Please rewrite all of the records below, swapping "For the benchmark" for "For the evaluation" and changing nothing else. Leave the pictures out of your answer.

* START *

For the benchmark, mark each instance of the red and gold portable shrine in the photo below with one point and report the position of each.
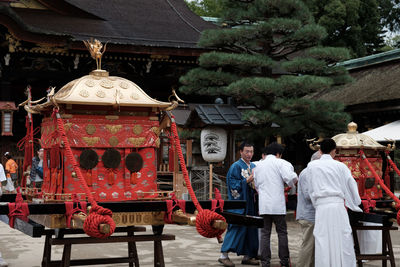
(112, 127)
(349, 146)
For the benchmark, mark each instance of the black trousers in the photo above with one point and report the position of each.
(281, 229)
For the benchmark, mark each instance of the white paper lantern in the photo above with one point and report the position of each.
(213, 144)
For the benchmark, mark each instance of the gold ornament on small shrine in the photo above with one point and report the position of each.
(113, 141)
(90, 141)
(90, 129)
(114, 128)
(136, 141)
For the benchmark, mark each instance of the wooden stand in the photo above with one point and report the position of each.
(130, 238)
(387, 249)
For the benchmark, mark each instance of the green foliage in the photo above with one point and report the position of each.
(270, 57)
(206, 8)
(357, 24)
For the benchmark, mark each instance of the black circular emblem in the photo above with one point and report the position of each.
(88, 159)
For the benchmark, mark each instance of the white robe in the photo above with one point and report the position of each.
(270, 177)
(2, 178)
(332, 187)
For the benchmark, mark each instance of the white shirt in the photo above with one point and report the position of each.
(331, 178)
(2, 174)
(305, 210)
(270, 176)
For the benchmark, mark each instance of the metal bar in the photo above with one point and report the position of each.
(235, 218)
(128, 206)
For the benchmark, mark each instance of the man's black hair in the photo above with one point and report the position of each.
(274, 149)
(264, 151)
(327, 145)
(244, 144)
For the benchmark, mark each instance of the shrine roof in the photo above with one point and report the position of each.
(216, 114)
(375, 80)
(7, 105)
(160, 23)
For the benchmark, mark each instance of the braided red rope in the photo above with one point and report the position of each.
(392, 163)
(18, 209)
(382, 184)
(205, 218)
(97, 215)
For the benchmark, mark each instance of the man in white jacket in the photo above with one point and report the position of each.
(270, 177)
(305, 215)
(3, 263)
(332, 189)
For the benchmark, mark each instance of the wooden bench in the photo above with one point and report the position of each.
(57, 238)
(387, 249)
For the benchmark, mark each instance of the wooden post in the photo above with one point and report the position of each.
(210, 182)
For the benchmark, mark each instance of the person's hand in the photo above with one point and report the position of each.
(250, 178)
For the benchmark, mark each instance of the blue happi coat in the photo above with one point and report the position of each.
(241, 239)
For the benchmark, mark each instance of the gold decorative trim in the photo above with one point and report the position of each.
(124, 85)
(112, 117)
(90, 83)
(90, 141)
(136, 141)
(67, 126)
(113, 141)
(107, 84)
(134, 96)
(158, 142)
(84, 93)
(90, 129)
(137, 129)
(155, 130)
(114, 128)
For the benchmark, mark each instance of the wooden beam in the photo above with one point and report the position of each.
(128, 206)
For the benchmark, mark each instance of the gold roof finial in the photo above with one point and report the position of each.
(94, 47)
(352, 127)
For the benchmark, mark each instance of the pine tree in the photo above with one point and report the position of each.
(268, 58)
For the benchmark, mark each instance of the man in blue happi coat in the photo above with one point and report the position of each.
(241, 239)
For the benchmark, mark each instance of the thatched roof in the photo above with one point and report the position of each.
(154, 23)
(375, 82)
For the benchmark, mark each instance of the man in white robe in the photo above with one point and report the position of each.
(332, 189)
(305, 215)
(270, 177)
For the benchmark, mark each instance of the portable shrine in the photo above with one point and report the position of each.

* END *

> [EXERCISE SOLUTION]
For the evaluation, mark each instance of the red and gold portable shrine in the photo below with one point and report the position of each.
(112, 127)
(349, 146)
For the evaluation, mark each instance of the black trousers in the photo above with one point and report the position of each.
(281, 229)
For the evaluation, mark each instance of the white paper lantern in the photo above with one point and report the position of each.
(213, 144)
For the evaluation, mark each instance of the gold ornament on small shrine in the photo above with one point and report the position of each.
(113, 141)
(90, 141)
(90, 129)
(114, 128)
(136, 141)
For the evaluation, mark each instance of the wooden stand in the photo above with one point and report the position of each.
(130, 238)
(387, 249)
For the evaluation, mark each instance of the green foliage in the photo above with one point and report the position of each.
(270, 57)
(206, 8)
(357, 24)
For the evaluation, mark each instance of the black circular emblem in the photo above with one point and report the position of each.
(88, 159)
For the evaluation, mark each instance of the white robe in the photo above with one point and report the position of each.
(270, 177)
(2, 178)
(332, 187)
For the evaluation, mark each instance of the white shirt in the photo above with one point and report the position of each.
(331, 178)
(2, 174)
(305, 210)
(270, 176)
For the evaluation, mark each instance of the metal bar in the photo above with one point and report the position of each.
(235, 218)
(128, 206)
For the evaluation, mark each instance of the man's black hair in the photo above with one point and report the position of each.
(274, 149)
(264, 151)
(327, 145)
(244, 144)
For the evaluation, mark each instance of the shrine roof in the photo above with one point and report the position of each.
(216, 114)
(375, 80)
(7, 105)
(160, 23)
For the evaluation, mark each instance of the braided red rope in the photo above with one point and report the position of each.
(392, 163)
(18, 209)
(382, 184)
(205, 218)
(97, 215)
For the evaluation, mark each instance of the man in white jacket in the photo above with one point and report the position of each.
(270, 177)
(305, 215)
(3, 263)
(332, 189)
For the evaluation, mark each instance of the wooden bench in the photo above with one point and report the position of each.
(57, 238)
(387, 249)
For the evaluation, mark each instance of the wooden post in the photo above with one point and report the position of each.
(210, 182)
For the evaluation, mark each instance of the person's hand in the photo above with one point and report the position of each.
(250, 178)
For the evaluation, mark each instance of the blue happi coat in the photo above with one point and report the position of each.
(241, 239)
For the evaluation, mark each instance of the gold decorative trim in the photo above with one point and report the position of each.
(124, 85)
(112, 117)
(90, 83)
(90, 141)
(136, 141)
(67, 126)
(113, 141)
(107, 84)
(134, 96)
(158, 142)
(84, 93)
(90, 129)
(137, 129)
(155, 130)
(114, 128)
For the evaluation, mark each instance of the wooden beam in the photo above with one point and report the position of each.
(128, 206)
For the evaluation, mark each instance of the gold roof finial in the photo above with one point and report the position of each.
(94, 47)
(352, 127)
For the evaluation, mark each instance of the pine tree in the photo above with one point and report the position of each.
(268, 58)
For the evaluation, mark each instance of the man in blue happi coat in the photo above with one point and report the position of each.
(241, 239)
For the evaluation, mark each instance of the thatched roof in the photo above with one point and report the position of each.
(154, 23)
(375, 82)
For the evaluation, mark each instance of the man in white robe in the photo above with one point and report the position of each.
(332, 189)
(305, 215)
(270, 177)
For the evaluation, mark each instance of the portable shrine in the photo above with one point and report the position of each.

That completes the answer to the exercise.